Executive Member of the Central Committee of the TPLF
- In office 2001–2018

Personal details
- Born: 29 April 1953 Aksum, Tigray Province, Ethiopian Empire
- Died: 13 January 2021 (aged 67) Asgede Tsimbla, Tigray Region, Ethiopia
- Cause of death: Gunshot wounds by ENDF
- Party: Ethiopian People's Revolutionary Democratic Front
- Other political affiliations: Tigray People's Liberation Front
- Children: Hayet Abay; Aron Abay;

= Abay Tsehaye =

Ethiopian politician (1953–2021)

Abay "Amha" Tsehaye (ኣባይ ኣምሓ ፀሓየ; 29 April 1953 - 13 January 2021) was an Ethiopian politician and a prominent personality in the Ethiopian political discourse. He was active in the political scene from the early 1960s up to late 2018, initially as one of the founding members of the TPLF (from inception to 1990), followed by important positions from 1990 to 2018 within the EPRDF, which led the Ethiopian government, after which he retired and moved to live in Axum and Mekelle in Tigray.

Task list
1. Copy the stretch from "Personal details" through "Ethiopian politician (1953–2021)" of the Abay Tsehaye biography, substituting "Axum" for "Aksum".
2. Decide whether each statement agrees with the Abay Tsehaye biography, and answer yes or no while quoting the deciding words: (a) He was born in Aksum in 1953. (b) He served as an Executive Member of the Central Committee of the TPLF until 2021. (c) After retiring, he moved to live in Axum and Mekelle.

Source data:
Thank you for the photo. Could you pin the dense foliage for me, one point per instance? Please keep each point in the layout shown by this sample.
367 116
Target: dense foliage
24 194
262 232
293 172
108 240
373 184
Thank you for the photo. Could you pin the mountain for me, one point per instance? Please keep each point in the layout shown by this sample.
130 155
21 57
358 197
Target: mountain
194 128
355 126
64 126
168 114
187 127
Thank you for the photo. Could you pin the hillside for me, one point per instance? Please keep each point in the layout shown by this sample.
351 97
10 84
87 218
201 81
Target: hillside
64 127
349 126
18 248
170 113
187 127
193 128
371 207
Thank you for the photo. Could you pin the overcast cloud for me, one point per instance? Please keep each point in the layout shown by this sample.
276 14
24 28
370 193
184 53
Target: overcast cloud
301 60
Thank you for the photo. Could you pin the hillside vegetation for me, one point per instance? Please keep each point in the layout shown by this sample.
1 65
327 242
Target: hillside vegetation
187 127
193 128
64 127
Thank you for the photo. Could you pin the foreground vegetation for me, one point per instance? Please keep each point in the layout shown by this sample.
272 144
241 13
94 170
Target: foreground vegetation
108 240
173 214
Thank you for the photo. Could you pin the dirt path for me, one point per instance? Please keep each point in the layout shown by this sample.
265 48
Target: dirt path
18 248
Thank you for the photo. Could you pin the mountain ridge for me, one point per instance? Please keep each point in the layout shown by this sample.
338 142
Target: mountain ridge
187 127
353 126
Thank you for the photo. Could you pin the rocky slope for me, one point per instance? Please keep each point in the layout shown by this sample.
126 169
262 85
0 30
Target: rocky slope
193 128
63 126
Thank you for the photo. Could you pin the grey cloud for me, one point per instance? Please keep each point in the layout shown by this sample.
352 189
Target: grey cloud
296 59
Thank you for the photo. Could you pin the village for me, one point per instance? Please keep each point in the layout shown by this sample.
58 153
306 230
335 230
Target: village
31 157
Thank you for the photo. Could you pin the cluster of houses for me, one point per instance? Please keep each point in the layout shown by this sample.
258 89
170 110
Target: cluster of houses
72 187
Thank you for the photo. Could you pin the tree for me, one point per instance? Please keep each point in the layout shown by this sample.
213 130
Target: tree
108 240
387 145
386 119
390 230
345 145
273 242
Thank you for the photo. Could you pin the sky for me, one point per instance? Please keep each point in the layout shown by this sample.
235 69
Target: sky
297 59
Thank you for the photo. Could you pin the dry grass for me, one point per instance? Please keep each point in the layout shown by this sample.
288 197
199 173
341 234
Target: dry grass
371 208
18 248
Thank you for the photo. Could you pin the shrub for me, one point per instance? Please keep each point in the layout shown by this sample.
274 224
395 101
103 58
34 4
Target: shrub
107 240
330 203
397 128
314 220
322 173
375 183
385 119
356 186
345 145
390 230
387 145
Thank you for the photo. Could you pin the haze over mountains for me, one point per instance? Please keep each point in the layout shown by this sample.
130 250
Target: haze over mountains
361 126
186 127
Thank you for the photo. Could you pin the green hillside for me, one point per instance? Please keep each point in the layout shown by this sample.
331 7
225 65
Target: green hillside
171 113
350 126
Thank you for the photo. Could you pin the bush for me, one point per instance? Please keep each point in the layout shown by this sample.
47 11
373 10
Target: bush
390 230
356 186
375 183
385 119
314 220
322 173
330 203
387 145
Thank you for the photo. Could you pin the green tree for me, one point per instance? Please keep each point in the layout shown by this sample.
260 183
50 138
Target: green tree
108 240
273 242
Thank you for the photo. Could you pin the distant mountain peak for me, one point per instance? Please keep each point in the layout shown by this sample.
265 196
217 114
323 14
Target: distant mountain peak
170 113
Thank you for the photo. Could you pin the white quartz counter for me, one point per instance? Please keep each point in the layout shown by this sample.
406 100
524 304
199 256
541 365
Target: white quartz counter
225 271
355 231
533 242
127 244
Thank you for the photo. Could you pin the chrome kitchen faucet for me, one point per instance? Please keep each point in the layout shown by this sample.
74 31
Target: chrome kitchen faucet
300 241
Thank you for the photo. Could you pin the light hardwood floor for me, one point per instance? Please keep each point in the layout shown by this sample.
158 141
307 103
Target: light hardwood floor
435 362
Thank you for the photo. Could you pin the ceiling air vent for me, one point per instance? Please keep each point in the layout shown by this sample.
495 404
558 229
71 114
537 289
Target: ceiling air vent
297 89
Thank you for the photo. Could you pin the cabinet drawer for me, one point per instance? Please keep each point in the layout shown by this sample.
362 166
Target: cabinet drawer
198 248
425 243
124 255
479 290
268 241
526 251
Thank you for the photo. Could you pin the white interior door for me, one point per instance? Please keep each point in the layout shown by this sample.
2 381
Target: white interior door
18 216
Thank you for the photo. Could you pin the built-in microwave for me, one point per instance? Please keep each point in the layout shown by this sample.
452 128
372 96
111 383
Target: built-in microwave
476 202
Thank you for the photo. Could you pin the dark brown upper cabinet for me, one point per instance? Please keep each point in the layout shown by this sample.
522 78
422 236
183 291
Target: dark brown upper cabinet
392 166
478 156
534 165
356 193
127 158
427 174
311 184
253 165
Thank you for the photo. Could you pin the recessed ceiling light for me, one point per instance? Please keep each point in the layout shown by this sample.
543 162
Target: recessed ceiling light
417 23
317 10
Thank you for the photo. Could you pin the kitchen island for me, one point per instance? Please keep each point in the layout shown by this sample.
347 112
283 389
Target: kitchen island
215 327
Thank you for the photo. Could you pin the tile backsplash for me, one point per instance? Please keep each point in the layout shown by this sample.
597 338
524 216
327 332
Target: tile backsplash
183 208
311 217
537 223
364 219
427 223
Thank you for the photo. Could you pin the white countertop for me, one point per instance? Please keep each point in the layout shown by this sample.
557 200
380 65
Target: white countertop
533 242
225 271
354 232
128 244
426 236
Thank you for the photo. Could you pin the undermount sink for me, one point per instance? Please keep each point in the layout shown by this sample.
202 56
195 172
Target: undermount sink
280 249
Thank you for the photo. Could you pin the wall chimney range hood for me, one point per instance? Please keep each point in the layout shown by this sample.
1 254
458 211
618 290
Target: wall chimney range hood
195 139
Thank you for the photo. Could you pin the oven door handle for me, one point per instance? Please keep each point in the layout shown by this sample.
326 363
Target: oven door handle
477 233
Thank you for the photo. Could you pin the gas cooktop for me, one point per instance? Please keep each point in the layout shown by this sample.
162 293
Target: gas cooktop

Exercise solutions
1.
Personal details
- Born: 29 April 1953 Axum, Tigray Province, Ethiopian Empire
- Died: 13 January 2021 (aged 67) Asgede Tsimbla, Tigray Region, Ethiopia
- Cause of death: Gunshot wounds by ENDF
- Party: Ethiopian People's Revolutionary Democratic Front
- Other political affiliations: Tigray People's Liberation Front
- Children: Hayet Abay; Aron Abay;

= Abay Tsehaye =

Ethiopian politician (1953–2021)

2.
(a) Yes: "Born: 29 April 1953 Aksum"
(b) No: "In office 2001–2018"
(c) Yes: "after which he retired and moved to live in Axum and Mekelle in Tigray"